What the task requires —
Reproduce each line of the material exactly, minus any picture.

[Point annotation dataset records]
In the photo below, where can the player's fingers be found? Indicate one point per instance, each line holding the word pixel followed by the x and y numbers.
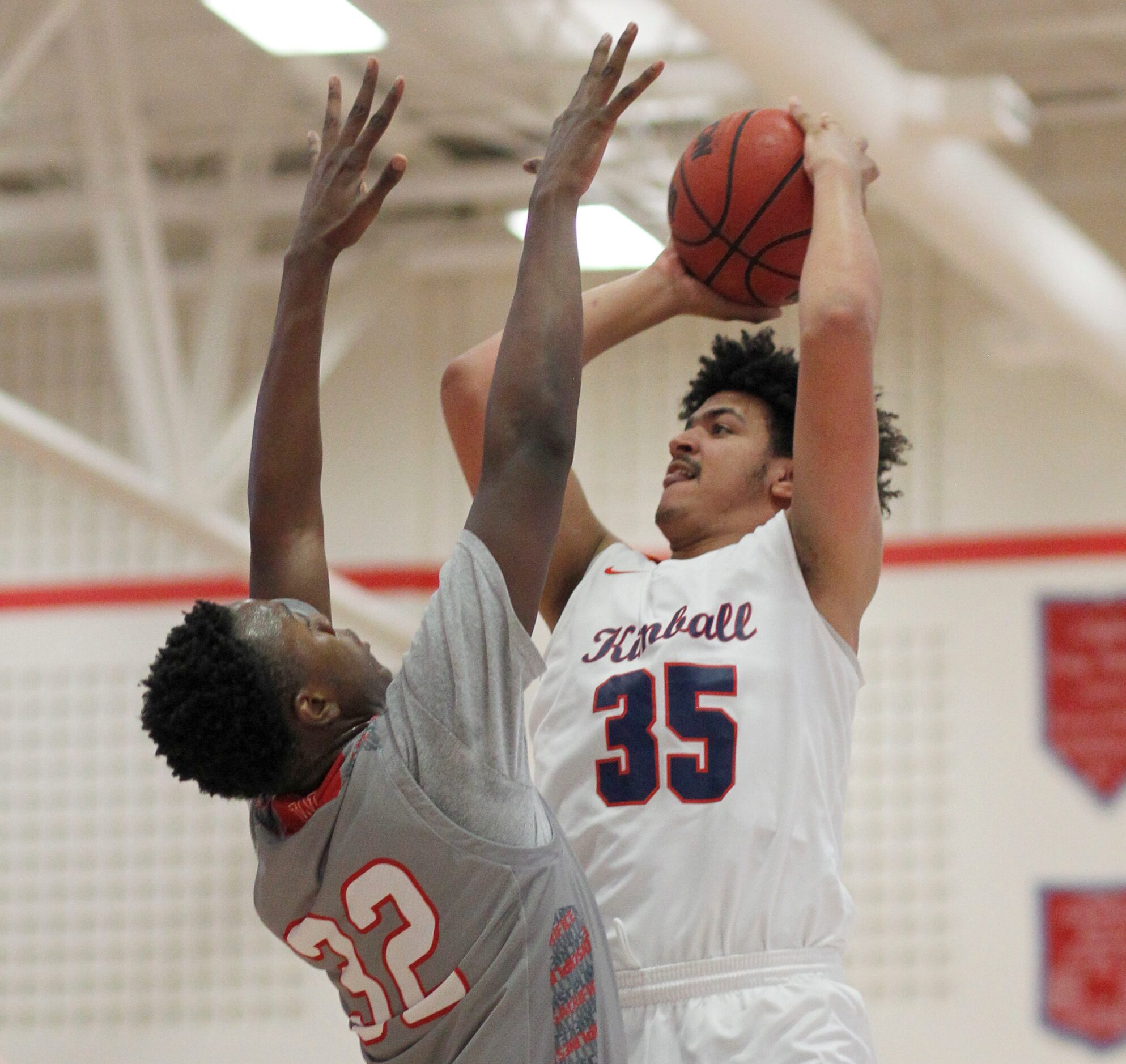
pixel 332 130
pixel 363 106
pixel 602 50
pixel 800 114
pixel 377 125
pixel 635 88
pixel 392 173
pixel 611 73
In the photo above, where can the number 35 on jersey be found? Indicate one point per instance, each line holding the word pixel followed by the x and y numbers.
pixel 630 701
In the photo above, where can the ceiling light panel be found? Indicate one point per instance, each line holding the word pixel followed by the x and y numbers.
pixel 302 27
pixel 607 239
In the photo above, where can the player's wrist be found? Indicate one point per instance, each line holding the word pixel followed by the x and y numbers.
pixel 308 256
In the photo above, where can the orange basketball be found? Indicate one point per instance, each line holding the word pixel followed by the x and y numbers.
pixel 741 207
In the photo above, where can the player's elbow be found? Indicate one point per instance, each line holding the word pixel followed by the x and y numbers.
pixel 463 390
pixel 848 313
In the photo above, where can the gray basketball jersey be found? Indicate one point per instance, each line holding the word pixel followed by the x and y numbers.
pixel 444 945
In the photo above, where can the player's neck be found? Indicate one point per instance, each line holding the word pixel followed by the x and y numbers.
pixel 708 543
pixel 704 540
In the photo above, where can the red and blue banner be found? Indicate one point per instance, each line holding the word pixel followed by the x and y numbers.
pixel 1085 688
pixel 1085 963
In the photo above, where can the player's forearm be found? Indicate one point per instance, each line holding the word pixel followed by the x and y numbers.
pixel 534 397
pixel 840 284
pixel 835 514
pixel 611 313
pixel 284 491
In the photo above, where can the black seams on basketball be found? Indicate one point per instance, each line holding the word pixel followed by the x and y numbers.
pixel 741 207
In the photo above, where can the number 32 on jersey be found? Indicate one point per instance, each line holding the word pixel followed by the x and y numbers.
pixel 364 895
pixel 633 776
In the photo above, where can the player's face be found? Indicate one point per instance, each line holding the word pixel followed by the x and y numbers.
pixel 723 480
pixel 337 668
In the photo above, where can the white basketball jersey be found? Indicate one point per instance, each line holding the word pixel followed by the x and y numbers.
pixel 692 733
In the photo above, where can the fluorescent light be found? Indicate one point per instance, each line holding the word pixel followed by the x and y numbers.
pixel 302 27
pixel 607 239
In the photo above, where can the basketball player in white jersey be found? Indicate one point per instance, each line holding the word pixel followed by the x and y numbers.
pixel 401 846
pixel 692 731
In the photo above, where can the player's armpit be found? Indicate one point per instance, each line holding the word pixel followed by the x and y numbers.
pixel 583 536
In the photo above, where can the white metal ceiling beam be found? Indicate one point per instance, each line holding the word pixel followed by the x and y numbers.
pixel 949 189
pixel 124 313
pixel 158 295
pixel 214 361
pixel 275 197
pixel 59 448
pixel 31 51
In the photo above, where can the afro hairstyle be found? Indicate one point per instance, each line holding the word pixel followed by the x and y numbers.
pixel 213 705
pixel 755 366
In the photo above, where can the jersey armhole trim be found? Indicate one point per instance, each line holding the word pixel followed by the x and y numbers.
pixel 611 544
pixel 795 568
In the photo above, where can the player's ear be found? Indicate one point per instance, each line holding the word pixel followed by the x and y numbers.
pixel 312 707
pixel 780 481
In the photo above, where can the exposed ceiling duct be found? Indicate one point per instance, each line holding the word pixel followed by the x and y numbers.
pixel 941 181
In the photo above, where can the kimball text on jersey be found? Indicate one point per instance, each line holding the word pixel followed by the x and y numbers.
pixel 725 625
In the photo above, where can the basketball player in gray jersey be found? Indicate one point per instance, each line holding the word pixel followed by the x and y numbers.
pixel 401 845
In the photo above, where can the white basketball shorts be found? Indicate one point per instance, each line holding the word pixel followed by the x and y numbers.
pixel 786 1007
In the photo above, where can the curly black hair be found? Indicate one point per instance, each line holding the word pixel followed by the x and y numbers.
pixel 755 366
pixel 213 705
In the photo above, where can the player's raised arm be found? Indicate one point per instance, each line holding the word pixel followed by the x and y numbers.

Full output —
In the photo below, where can the player's fingers be found? Indicate one point per instance, each line holding the word pixel followed by the x and y numbers.
pixel 332 130
pixel 363 106
pixel 602 50
pixel 800 114
pixel 377 125
pixel 635 88
pixel 392 173
pixel 611 73
In the photo above, where can the number 35 on jersey be found? Indicate one point per instance, each line holding the word pixel followed by the x and y numbers.
pixel 630 701
In the photo above, where can the ceiling light panel be found? Indicate one point per instance, each line holding the word pixel followed by the x and y numbers.
pixel 302 27
pixel 607 239
In the photo above, where can the player's wrist be found? Indicate one point per instance, each line holding the word pixel followed by the x and y numbers.
pixel 308 256
In the photo above, where can the orange basketball be found? Indicate one point per instance, each line holding the word pixel followed by the x and y numbers.
pixel 741 207
In the photo above, where can the player's elbow be found? Indicate one point per instance, each line holding the word pixel followed by the x and y numbers.
pixel 463 390
pixel 848 313
In the photo above, where can the gray basketball jersey be found? Indicate one point per instance, each line holding the word pixel followed by the x and y numbers.
pixel 444 945
In the photo above, where can the player's neck be found? Indicate one point per instance, each line holding the word pixel followed by the x and y numbers.
pixel 708 543
pixel 704 540
In the photo above, where can the red and blue banner be found? Indicate one point per instance, each line holding the word pixel followed by the x and y numbers.
pixel 1085 688
pixel 1085 963
In the photo above, where can the player's forearm be found? Indicate one point per instance, each line holding the word pixel followed by the x and y numbers.
pixel 534 397
pixel 840 284
pixel 835 514
pixel 611 313
pixel 284 491
In the photo above, where can the black seams on basketball be found? Indicate one point per instance, each line holding the word pixel followed by the x and y numbers.
pixel 741 207
In the photo above, where can the number 32 on jersey be found? Indicate one point per instance, each line holding the word pixel followed by the x and y numbers.
pixel 364 895
pixel 633 776
In the photo above, where can the player's face be found? Indicate one point per instance, each line holding the word pixel followed by the x and y numbers.
pixel 723 480
pixel 337 668
In the photo above, where can the white basketball jersey be found? Indicate one point per instance, each line holding the word pixel followed by the x and y numbers.
pixel 692 733
In the photo above, where can the fluorescent light be found? Indicate one point per instance, each line holding the word pixel followed by the x and y numbers.
pixel 302 27
pixel 607 239
In the photo above, where can the basketball player in white jersey be found? Indicate one point per instance, each line holding the word pixel followed by the x and y numbers.
pixel 401 846
pixel 692 731
In the photo above, where can the player's armpit be found? Indicate one point per instance, each line holding the word pixel followed by the x and y numbers.
pixel 583 536
In the photo above, where can the white metal ceiling beam be found? Indicate one point per instance, each line holding the word pixel followed by the x and y numbers.
pixel 949 189
pixel 124 313
pixel 158 295
pixel 214 361
pixel 275 197
pixel 59 448
pixel 31 51
In the photo above, where can the afro hairstyle be found? Indicate one point per instance, each line holding the word pixel followed by the x and y numbers.
pixel 213 705
pixel 755 366
In the photo above, where can the jersey armhole trim be found? Indicate one point per instance, each line holding the word pixel followed by the x and y numbers.
pixel 611 544
pixel 795 568
In the photo above, where can the player's ear be found? Indicate one point per instance, each line holding the word pixel followed by the x and y numbers.
pixel 312 707
pixel 780 481
In the photo above, where can the exposed ceiling duct be found? Indicate one point per instance, each line holding the word pixel followed by the x and y numbers.
pixel 941 181
In the photo above, where can the kimball text on jersey be found? Indicate one point per instance, each line holding the word pixel followed by the x and y numbers.
pixel 725 625
In the photo above, where can the basketball player in gray jersey be found? Indicate one point per instance, each line holding the word pixel followed by the x and y numbers.
pixel 401 845
In the photo above, where can the white basketball shorts be found? Indicate one point per instance, each line holding the word pixel followed by the x and y numbers.
pixel 786 1007
In the photo above, where can the curly black hair be found? Indicate one point per instance, each line holding the word pixel followed by the x and y numbers.
pixel 755 366
pixel 213 705
In the photo above, where can the player's raised arm be found? Indicate one point per instance, each line holding the word pixel followed by the x and y numbers.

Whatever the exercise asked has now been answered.